25. In response, Mr Ahmed submitted that, although the decision of Judge Davidson was short, it was nevertheless a sound decision. The findings that she made were open to her. She gave her reasons at paras 15-19 of her decision. On the evidence that was before her, there had been a material change in the sponsor's circumstances since the decisions of Judge Robinson and Judge Hodgkinson, as Judge Davidson summarised at paras 5-8 of her decision. In addition, Judge Davidson had the benefit of the independent social worker's report. In these circumstances, he submitted that Judge Davidson was justified in departing from the findings of Judge Robinson and Judge Hodgkinson. She was entitled to find that the care that the sponsor would receive from the local authority would not be an adequate replacement for the care that the claimant gives. If the claimant were to leave, the circumstances would compel her to leave the United Kingdom. She would not be able to ask for support without the claimant's help. She would not even be able to telephone for help.
26. Mr Ahmed reminded me that Judge Davidson had more evidence before her than Judge Robinson or Judge Hodgkinson had had, in the form of the independent social worker's report. He submitted that it was clear that Judge Davidson adopted the conclusions of the social worker.
Assessment
27. At the hearing before me, Mr Clarke submitted (para 23 above) that the main error was at para 19 of Judge Davidson's decision, in that, she had not made a finding that the sponsor would be compelled to leave the United Kingdom.
28. I can see substance in this submission. Although the final sentence of para 15 and the second sentence of para 19 of Judge Davidson's decision show that she was aware that the question she had to decide was whether the sponsor would be unable to reside in the United Kingdom if the claimant left, she fell short of making such a finding, as the third sentence of para 19 shows. However, as this ground was not in the Secretary of State's written grounds and no application was made for the Secretary of State's grounds to be amended, it would be unfair to take this point against the claimant. I have therefore left it out of account.

------------------------------

• TASKS TO CARRY OUT
**a)** Summarize the extract in two sentences.
**b)** Return the stretch of the extract from "26. Mr Ahmed" through "the social worker.", copied word for word.
The rows that come next are separate material, apart from the extract.

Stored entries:
------------------------------

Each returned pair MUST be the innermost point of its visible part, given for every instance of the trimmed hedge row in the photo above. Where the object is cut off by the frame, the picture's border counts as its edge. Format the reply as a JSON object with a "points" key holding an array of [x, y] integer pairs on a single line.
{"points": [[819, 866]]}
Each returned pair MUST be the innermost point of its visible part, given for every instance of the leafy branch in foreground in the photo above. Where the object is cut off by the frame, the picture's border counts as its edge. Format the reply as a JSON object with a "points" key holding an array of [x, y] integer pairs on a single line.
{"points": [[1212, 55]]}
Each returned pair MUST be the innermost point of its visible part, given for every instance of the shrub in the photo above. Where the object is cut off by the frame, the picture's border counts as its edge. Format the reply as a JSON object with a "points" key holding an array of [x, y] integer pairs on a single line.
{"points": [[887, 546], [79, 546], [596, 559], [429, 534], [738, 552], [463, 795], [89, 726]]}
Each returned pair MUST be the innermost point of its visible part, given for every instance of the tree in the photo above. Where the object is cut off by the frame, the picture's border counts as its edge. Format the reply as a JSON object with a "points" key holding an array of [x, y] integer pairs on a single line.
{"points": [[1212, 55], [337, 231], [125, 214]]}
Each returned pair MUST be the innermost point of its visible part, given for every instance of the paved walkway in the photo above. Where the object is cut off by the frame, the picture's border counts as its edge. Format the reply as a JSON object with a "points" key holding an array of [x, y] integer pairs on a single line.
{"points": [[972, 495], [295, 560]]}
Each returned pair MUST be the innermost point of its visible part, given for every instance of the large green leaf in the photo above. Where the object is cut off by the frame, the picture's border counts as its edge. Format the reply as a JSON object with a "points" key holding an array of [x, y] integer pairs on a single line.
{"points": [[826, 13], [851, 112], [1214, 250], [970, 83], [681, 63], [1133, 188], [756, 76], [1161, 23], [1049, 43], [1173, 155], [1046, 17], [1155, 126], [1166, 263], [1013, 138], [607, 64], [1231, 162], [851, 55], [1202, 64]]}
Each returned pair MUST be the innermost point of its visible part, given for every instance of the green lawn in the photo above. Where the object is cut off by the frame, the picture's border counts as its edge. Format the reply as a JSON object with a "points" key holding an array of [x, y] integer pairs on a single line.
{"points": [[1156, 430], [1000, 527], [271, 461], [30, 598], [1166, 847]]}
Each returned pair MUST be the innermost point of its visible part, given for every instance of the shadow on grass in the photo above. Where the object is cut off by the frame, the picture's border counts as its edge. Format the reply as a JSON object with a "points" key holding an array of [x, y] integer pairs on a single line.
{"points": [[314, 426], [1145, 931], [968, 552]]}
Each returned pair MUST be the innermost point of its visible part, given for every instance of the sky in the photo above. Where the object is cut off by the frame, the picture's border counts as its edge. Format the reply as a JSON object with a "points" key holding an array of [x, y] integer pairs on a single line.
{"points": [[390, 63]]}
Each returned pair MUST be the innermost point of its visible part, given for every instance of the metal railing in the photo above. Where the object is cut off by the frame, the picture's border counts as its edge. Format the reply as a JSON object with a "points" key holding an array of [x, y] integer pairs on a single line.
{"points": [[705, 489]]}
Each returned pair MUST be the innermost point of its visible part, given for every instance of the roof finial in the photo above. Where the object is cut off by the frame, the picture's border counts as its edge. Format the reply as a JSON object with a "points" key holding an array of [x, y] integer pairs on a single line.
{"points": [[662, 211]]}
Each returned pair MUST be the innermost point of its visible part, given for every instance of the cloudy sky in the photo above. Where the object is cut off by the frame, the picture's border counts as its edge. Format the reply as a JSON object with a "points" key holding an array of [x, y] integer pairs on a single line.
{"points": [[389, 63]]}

------------------------------

• SOLUTIONS BY TASK
**a)** Mr Ahmed argued that Judge Davidson's short decision was sound, because a material change in the sponsor's circumstances and the independent social worker's report justified her departing from the findings of Judge Robinson and Judge Hodgkinson. The writer saw substance in Mr Clarke's submission that Judge Davidson never found the sponsor would be compelled to leave the United Kingdom, but left it out of account because the point was not in the Secretary of State's written grounds and taking it against the claimant would be unfair.

**b)**
26. Mr Ahmed reminded me that Judge Davidson had more evidence before her than Judge Robinson or Judge Hodgkinson had had, in the form of the independent social worker's report. He submitted that it was clear that Judge Davidson adopted the conclusions of the social worker.